# [GOAL OF THE EXERCISE]
Repeat the part of the review of Axelrod reissues starting at "EMI UK took the" and ending at "from later albums.".

# [GIVEN PASSAGE]
-------

Update: Whoops, since Fantasy was sold off to the Concord group, this has gone bye-bye.

EMI UK's two anthologies are filled with great selections from the Capitol days (except for a few newer tracks on volume two). Volume one features more Axelrod solo stuff, where volume two has more production rarities. The first volume was my first taste of his work and it served me well, but ultimately wasn't anything more than an appetizer while I tracked down the proper albums. Now that EMI UK has also issued the Capitol albums in their entirety, these seem a little redundant unless you absolutely can't find the productions and collaborative works anywhere else.

Domestically, it took Capitol over five years to realize what they were sitting on and they finally issued The Edge in 2005, which is basically a one disc synopsis of the two UK anthologies. It leaves out a few things, but if you just want one cost effective disc that covers most of the essentials, this would probably be the way to go. The remastering job was handled by Blue Note's in-house audiophile Michael Cuscuna so the remastering is great. Capitol still hasn't given Axe's solo albums a US CD reissue, so if you want that stuff on CD, you'll have to: A) go to EMI UK's reissues B) hit iTunes, as all three Capitol albums are available there or C) make due with this piecemeal.

EMI UK took the first step in reissuing Axe's entire catalogue with the two disc The Edge of Music in 2006. It's the only place to find official CD issues of tracks from his post-Capitol, non-Fantasy work, but at the same time, it feels rather redundant, rehashing the same tracks from the Capitol days yet again and only offering one or two tracks a piece from later albums.

EMI UK took another huge step in 2007 when they issued The Warner/Reprise Sessions. A two disc anthology spotlighting one very well-known period and one very much forgotten period in Axe's career. The well-known stuff is the two Electric Prunes albums that Axe worked on: Mass in F Minor (1967) and Release of an Oath (1968). Mass in F Minor is much more garage-y, much more vintage Prunes. Which makes sense, because the Prunes actually played on it. Release of an Oath, on the other hand, is a completely different story. Most of the band quit during the recording of the album, so Axe hired on his Capitol studio musicians to finish the record (the liner notes do a good job of going into detail about this). And it really shows. It's now pretty much considered Axe's first proper album by hardcore fans and it's absolutely essential listening to fully understand Axe's early music. The really great thing about this collection is that it fully reissues and remasters the album that Axe recorded in 1970, under the guise of Pride. Nooney Ricketts (of Love) sings the vocals (which were written by Axe's son) and the album takes on a strange Latin/folk/rock hybrid sound. There are no strings to be found and the only electric instrument is the bass. A strange album that has unfortunately eluded many fans for years because of the exceeding rarity of the original. It benefits greatly from the remastering job and is just great to have readily available. It's personally one of my favorite things from the Axelrod discography. Disc two of the collection presents both of the Electric Prunes albums in fully instrumental form, and in the case of two-thirds of Release of an Oath, it repeats the instrumental songs again with the drums chunked up and the strings mixed out. Overall, this is an extremely valuable addition to any Axe fan's collection. Well done.

-------

# [DATASET ENTRIES]
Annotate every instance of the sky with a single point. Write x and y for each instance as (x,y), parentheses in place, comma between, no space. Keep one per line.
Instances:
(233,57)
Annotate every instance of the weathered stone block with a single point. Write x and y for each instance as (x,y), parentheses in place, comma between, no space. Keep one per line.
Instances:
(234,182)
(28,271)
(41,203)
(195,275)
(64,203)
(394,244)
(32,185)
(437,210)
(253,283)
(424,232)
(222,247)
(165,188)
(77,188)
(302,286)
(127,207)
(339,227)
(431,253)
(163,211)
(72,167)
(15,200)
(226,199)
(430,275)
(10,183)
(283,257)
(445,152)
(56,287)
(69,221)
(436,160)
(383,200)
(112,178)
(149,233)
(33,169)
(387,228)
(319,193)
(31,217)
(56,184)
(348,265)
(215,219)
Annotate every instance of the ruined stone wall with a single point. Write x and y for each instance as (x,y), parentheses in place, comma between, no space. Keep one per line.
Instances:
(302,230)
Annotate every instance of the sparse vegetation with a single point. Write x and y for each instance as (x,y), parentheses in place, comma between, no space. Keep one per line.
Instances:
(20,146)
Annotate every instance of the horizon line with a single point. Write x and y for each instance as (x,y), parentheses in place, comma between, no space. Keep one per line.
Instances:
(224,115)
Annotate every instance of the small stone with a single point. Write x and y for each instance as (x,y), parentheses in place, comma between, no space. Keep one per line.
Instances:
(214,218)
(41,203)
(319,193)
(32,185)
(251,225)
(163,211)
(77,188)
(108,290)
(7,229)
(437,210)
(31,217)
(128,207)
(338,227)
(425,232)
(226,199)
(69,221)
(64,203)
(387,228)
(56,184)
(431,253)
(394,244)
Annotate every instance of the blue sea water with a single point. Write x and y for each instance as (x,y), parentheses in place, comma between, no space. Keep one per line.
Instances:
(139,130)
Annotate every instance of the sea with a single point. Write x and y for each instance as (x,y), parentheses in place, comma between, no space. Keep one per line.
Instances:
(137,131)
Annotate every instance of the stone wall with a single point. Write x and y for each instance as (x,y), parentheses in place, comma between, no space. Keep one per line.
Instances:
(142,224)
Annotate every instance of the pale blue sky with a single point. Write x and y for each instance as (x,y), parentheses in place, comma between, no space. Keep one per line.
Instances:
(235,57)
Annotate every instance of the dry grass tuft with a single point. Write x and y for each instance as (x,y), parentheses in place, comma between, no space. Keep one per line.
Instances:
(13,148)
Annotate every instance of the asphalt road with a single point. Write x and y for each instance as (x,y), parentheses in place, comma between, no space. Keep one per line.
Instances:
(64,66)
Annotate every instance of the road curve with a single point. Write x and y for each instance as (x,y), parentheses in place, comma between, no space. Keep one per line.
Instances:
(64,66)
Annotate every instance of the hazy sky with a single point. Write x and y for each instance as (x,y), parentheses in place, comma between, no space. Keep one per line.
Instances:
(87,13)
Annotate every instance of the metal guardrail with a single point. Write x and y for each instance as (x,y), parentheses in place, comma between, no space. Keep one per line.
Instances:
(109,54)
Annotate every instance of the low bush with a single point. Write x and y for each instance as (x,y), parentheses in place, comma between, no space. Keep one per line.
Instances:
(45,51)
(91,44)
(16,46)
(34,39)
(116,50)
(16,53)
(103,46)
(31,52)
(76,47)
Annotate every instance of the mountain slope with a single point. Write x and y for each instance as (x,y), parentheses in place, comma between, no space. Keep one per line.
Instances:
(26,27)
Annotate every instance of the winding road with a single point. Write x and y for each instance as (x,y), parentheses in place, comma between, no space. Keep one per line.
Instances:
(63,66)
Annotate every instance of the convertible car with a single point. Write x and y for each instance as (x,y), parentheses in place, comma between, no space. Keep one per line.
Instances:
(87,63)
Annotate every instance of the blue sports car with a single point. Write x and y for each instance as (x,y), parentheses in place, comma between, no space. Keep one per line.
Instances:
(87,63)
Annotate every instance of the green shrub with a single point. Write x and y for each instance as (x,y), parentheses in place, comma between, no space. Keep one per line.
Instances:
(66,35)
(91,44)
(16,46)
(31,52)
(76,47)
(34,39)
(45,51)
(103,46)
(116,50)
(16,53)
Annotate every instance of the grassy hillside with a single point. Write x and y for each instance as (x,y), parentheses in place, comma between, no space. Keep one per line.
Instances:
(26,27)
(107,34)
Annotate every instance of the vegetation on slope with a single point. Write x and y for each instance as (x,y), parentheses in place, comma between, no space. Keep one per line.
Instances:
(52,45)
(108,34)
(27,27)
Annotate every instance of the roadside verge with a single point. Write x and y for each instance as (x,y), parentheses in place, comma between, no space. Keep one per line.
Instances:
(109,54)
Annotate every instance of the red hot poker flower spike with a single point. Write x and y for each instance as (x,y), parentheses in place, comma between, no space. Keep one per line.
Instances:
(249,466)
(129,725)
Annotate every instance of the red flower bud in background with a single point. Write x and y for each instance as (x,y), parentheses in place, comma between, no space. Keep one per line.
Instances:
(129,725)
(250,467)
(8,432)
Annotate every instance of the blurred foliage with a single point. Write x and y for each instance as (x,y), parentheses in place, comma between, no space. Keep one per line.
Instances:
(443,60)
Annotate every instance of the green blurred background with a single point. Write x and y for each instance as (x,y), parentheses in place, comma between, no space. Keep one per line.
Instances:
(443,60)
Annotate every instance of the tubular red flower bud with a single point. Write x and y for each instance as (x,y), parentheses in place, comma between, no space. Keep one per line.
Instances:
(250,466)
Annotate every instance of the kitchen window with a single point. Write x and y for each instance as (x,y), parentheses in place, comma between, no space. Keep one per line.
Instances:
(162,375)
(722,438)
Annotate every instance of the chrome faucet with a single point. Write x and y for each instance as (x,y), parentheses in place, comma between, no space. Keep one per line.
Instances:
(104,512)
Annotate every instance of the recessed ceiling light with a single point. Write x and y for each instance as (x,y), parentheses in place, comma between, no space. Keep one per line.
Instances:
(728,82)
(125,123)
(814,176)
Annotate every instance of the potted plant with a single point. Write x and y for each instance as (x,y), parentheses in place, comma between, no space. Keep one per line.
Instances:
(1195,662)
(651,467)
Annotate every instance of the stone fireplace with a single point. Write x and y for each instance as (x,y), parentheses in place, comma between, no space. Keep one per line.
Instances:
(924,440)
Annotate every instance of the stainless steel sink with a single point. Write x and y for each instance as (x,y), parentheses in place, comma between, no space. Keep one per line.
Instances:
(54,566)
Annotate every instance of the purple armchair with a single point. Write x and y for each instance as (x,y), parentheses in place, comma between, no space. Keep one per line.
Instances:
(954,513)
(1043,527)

-------

# [RESULT FOR THIS TASK]
EMI UK took the first step in reissuing Axe's entire catalogue with the two disc The Edge of Music in 2006. It's the only place to find official CD issues of tracks from his post-Capitol, non-Fantasy work, but at the same time, it feels rather redundant, rehashing the same tracks from the Capitol days yet again and only offering one or two tracks a piece from later albums.